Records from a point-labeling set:
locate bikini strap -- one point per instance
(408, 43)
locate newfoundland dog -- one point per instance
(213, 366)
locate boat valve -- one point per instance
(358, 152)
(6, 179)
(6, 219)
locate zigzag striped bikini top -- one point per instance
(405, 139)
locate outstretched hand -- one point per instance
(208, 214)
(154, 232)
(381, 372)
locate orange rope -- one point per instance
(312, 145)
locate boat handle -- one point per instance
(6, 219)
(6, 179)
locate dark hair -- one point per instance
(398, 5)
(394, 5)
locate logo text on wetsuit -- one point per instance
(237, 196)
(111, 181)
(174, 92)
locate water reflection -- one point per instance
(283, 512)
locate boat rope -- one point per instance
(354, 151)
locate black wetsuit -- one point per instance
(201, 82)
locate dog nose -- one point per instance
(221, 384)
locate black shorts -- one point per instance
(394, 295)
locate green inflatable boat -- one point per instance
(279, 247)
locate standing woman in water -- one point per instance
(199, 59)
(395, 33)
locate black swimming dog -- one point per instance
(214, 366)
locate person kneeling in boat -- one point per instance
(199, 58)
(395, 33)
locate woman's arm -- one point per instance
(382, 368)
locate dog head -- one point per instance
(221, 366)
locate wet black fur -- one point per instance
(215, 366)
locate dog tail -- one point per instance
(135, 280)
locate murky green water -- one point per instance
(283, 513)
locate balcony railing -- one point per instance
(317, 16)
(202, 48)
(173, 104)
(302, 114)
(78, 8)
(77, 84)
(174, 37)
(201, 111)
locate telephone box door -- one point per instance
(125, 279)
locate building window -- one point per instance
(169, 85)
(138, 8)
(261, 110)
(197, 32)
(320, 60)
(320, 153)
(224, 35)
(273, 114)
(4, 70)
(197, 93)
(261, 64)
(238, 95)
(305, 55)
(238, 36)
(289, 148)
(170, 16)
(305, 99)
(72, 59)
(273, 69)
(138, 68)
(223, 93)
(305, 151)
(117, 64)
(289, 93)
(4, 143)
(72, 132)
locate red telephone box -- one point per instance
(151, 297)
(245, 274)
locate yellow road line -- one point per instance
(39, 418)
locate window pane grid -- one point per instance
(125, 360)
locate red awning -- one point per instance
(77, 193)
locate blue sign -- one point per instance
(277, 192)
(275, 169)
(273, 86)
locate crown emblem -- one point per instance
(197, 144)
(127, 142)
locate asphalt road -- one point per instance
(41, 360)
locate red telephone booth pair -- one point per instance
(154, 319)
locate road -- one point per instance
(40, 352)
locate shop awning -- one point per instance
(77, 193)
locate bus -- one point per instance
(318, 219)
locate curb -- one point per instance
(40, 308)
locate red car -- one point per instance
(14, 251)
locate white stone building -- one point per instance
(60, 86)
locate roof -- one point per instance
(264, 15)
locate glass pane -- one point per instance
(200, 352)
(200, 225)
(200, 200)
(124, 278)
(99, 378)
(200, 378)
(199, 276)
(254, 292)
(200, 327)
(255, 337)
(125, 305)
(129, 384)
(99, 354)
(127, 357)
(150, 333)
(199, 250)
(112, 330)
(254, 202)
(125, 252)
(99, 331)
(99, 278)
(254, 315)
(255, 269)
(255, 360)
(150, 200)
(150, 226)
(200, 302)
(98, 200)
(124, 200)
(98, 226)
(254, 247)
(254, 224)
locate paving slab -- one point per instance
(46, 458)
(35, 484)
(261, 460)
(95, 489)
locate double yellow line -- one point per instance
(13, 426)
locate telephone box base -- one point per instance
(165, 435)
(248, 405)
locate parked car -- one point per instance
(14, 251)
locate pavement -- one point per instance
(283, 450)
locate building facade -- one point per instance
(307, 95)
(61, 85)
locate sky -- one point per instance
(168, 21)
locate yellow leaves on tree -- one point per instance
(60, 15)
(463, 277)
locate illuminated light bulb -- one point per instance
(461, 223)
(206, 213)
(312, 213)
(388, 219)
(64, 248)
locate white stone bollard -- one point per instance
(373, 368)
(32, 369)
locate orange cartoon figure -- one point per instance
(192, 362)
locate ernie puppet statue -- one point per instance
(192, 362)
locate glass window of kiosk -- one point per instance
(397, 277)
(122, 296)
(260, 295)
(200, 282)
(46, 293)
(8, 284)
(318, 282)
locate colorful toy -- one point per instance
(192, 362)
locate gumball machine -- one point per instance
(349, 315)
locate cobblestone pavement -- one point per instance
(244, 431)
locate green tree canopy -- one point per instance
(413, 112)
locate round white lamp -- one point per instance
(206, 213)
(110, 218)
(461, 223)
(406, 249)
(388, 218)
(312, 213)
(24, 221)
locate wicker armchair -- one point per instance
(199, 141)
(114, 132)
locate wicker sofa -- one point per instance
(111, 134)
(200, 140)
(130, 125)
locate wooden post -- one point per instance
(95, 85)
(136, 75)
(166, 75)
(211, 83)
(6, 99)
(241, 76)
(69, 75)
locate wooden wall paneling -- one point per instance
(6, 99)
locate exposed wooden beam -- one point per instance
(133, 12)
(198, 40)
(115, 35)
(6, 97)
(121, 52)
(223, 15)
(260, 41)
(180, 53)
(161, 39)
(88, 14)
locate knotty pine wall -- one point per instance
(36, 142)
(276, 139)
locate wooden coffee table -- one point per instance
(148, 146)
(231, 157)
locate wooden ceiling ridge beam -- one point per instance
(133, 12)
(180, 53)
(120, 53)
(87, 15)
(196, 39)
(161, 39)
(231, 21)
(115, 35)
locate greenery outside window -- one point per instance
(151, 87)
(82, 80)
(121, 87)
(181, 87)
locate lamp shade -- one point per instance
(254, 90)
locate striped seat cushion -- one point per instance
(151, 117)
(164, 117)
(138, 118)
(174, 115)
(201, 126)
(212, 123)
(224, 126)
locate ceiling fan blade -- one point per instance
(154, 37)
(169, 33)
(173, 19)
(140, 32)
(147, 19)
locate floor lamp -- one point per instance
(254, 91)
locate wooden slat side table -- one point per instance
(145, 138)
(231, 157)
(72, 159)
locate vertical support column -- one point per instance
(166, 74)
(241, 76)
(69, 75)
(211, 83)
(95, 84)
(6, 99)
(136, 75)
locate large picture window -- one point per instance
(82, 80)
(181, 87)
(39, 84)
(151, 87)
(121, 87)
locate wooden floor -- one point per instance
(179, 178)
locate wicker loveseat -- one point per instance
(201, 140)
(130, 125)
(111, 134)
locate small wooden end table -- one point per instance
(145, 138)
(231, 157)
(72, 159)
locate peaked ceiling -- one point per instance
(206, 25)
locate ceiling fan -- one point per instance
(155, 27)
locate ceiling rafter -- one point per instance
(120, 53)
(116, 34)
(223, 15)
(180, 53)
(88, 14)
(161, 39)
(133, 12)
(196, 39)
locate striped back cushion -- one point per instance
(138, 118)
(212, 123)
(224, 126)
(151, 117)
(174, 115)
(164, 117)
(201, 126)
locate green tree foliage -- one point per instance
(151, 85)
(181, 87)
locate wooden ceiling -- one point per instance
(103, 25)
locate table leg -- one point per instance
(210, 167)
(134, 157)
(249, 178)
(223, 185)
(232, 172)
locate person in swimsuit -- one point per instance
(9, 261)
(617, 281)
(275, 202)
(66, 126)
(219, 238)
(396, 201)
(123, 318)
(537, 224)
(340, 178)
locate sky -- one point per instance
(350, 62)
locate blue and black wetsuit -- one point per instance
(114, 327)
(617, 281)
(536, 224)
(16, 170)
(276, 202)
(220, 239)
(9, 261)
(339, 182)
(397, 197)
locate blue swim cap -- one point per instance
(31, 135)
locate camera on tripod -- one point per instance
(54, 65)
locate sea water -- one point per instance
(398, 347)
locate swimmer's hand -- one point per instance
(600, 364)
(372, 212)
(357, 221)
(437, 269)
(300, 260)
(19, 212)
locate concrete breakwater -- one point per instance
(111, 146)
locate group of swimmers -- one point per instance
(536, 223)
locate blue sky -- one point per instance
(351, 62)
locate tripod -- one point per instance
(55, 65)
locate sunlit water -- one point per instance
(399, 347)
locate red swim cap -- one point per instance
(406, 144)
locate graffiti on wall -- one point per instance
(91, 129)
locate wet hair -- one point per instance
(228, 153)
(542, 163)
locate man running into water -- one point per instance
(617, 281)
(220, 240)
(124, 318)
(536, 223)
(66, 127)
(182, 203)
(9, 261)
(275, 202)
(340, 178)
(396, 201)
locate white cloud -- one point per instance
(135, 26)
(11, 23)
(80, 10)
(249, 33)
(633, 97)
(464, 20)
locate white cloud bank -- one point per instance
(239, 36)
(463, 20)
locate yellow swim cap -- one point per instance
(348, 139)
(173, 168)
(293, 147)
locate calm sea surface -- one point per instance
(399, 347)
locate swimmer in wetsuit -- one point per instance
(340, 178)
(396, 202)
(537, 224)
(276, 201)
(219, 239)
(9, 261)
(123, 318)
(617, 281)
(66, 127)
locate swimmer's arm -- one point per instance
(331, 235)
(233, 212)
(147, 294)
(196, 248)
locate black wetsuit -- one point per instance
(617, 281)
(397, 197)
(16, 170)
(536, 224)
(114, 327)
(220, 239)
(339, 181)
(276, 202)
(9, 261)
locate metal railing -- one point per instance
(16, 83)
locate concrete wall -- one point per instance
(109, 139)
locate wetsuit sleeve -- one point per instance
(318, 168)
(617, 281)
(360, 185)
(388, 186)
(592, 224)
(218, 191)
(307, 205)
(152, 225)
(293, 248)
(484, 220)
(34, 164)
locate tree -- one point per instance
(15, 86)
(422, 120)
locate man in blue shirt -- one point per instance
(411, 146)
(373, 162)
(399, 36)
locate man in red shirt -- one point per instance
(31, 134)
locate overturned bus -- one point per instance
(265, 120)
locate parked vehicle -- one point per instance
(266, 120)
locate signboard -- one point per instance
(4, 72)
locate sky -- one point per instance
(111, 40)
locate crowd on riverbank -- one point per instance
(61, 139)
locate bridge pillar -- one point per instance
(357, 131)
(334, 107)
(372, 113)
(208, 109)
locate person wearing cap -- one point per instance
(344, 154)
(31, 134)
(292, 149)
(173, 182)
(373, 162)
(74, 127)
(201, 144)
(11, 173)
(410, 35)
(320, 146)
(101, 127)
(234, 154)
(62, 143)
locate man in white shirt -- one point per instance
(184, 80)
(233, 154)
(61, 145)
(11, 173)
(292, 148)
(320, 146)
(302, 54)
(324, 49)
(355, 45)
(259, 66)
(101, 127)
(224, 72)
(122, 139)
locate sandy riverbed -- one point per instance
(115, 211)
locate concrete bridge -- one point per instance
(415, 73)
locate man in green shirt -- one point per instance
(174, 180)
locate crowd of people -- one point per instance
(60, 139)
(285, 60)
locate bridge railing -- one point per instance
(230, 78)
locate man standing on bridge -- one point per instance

Exercise description: Output, word for word, the lines from the line with "locate signboard -- one point per instance" through the end of the records, including both of those lines.

Solved problem:
locate signboard -- one point per instance
(4, 72)
locate sky -- one point per instance
(111, 40)
locate crowd on riverbank -- one point per instance
(61, 139)
locate bridge pillar -- one point per instance
(357, 131)
(334, 107)
(372, 113)
(208, 109)
locate person wearing cap -- one point per instance
(344, 154)
(31, 134)
(292, 149)
(173, 182)
(373, 162)
(74, 127)
(201, 144)
(11, 173)
(410, 35)
(320, 146)
(101, 127)
(234, 154)
(62, 143)
locate man in white shirt -- one point per instance
(184, 80)
(233, 154)
(61, 145)
(11, 173)
(292, 148)
(320, 146)
(302, 54)
(324, 49)
(355, 45)
(259, 66)
(101, 127)
(224, 72)
(122, 139)
locate sandy riverbed -- one point per instance
(115, 211)
locate concrete bridge -- one point per instance
(415, 73)
locate man in green shirt -- one point per instance
(174, 180)
locate crowd of people -- one point per instance
(60, 139)
(285, 60)
locate bridge railing -- one point per instance
(230, 78)
locate man standing on bridge -- one point per instance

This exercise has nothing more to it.